◆ **Passage fourni**:
*-*-*

Caroline, qui connaît Passerelles & Compétences pour avoir rencontré des responsables lors d’un forum associatif, pense à demander une aide pour la former lorsqu’elle envisage de recruter des bénévoles pour  les personnes qu’elle reçoit.

Elle rencontre Odile, une juriste spécialiste du contentieux et du surendettement, qui travaille en collaboration avec une étudiante de La Clinique du droit une association bordelaise d’assistance juridique. « Ça a très bien marché, déclare Odile. Nous avons fait un excellent travail. Caroline avait soif de connaissances, elle n’a pas hésité à m’interroger, à me rappeler. Elle est très dynamique, pugnace, elle a un réseau et elle a monté une belle association. Quant à moi, cette mission m’a beaucoup apporté, j’ai pu rafraîchir mes connaissances, me dégourdir les neurones, et j’y ai pris beaucoup de plaisir, ayant affaire à des gens impliqués et réceptifs. C’est du travail, mais on a un retour concret et rapide ».

Caroline envisage l’avenir avec plus de confiance. L’association a déménagé, a pu embaucher une personne en plus de ses six bénévoles et a sollicité de nouveau Passerelles & Compétences pour trouver un bénévole qui l’accompagnera dans ses démarches de recherche de partenariat.

*-*-*

Extraits d'un jeu de données d'annotation de lieux
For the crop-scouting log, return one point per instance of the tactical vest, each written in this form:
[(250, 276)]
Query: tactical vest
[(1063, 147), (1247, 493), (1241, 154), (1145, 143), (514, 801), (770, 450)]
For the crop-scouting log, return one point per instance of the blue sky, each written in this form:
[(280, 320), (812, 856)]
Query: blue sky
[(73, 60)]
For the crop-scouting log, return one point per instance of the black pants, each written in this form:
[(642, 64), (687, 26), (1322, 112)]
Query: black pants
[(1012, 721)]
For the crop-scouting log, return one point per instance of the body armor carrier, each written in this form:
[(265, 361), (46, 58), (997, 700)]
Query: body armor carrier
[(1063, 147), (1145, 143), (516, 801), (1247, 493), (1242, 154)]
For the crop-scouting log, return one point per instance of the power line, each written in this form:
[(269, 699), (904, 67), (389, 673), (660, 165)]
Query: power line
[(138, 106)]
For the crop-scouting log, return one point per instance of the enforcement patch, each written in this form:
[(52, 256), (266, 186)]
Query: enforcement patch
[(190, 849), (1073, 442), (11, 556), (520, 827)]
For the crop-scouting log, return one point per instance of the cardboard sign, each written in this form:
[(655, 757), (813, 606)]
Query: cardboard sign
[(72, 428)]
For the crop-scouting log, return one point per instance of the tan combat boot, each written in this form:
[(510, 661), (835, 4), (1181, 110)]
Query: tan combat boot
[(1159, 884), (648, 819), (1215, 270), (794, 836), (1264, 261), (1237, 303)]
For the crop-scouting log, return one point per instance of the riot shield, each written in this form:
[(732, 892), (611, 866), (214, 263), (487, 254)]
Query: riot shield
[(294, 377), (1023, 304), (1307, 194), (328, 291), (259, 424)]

*-*-*

◆ **Tâche demandée A**:
Dans le passage fourni, quelle est la spécialité d'Odile ?
◆ **Tâche demandée B**:
Reproduisez à l'identique l'extrait du passage fourni qui va de « Caroline, qui connaît » jusqu'à « personnes qu’elle reçoit. » inclus.

◆ **Solution complète A**:
Odile est une juriste spécialiste du contentieux et du surendettement.

◆ **Solution complète B**:
Caroline, qui connaît Passerelles & Compétences pour avoir rencontré des responsables lors d’un forum associatif, pense à demander une aide pour la former lorsqu’elle envisage de recruter des bénévoles pour  les personnes qu’elle reçoit.